* _Goal of the exercise_: Write out every entry, unchanged. Skip any picture.

#####

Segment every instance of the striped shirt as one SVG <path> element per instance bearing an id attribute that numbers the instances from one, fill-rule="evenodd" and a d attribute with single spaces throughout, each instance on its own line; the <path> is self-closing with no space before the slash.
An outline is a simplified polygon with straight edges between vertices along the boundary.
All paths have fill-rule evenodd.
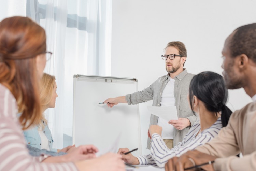
<path id="1" fill-rule="evenodd" d="M 17 109 L 14 97 L 0 84 L 0 171 L 77 170 L 72 163 L 41 163 L 49 156 L 29 155 L 17 118 Z"/>
<path id="2" fill-rule="evenodd" d="M 197 121 L 191 127 L 189 131 L 178 145 L 171 149 L 165 145 L 162 137 L 157 133 L 152 136 L 151 154 L 137 157 L 140 165 L 152 165 L 161 168 L 165 167 L 168 160 L 175 156 L 179 157 L 189 150 L 210 141 L 222 128 L 220 118 L 209 128 L 205 129 L 197 136 L 201 127 L 199 121 Z"/>

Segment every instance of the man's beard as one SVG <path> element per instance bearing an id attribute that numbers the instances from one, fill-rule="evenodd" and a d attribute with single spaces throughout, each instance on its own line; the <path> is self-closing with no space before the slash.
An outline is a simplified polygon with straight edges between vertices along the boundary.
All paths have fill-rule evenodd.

#####

* _Finished answer_:
Segment every instance of the striped shirt as one SVG <path> element per instance bearing an id attribute that numbers the instances from one, fill-rule="evenodd" and a d attribute with single spaces throughout, each instance on its own line; the <path> is self-closing with no space before the slash.
An outline is a simplified polygon with straight edges between vertices along the boundary.
All paths have fill-rule evenodd.
<path id="1" fill-rule="evenodd" d="M 17 109 L 14 97 L 0 84 L 0 171 L 77 170 L 72 163 L 41 163 L 49 156 L 29 155 L 17 118 Z"/>
<path id="2" fill-rule="evenodd" d="M 197 121 L 191 127 L 189 131 L 178 145 L 171 149 L 165 145 L 162 137 L 157 133 L 152 136 L 151 154 L 137 157 L 140 165 L 152 165 L 161 168 L 165 167 L 168 160 L 175 156 L 179 157 L 189 150 L 210 141 L 222 128 L 220 118 L 209 128 L 205 129 L 197 136 L 201 127 L 199 121 Z"/>

Segment every instance of the man's beard as one SVG <path> element per instance bearing an id attribute that numbers the instances from one, fill-rule="evenodd" and a d attribute with single spaces throughout, each instance on its own line; the <path> is self-closing with no space before the slash.
An outline is a simplified polygon with straight edges between vertices along the boundary.
All paths have fill-rule evenodd.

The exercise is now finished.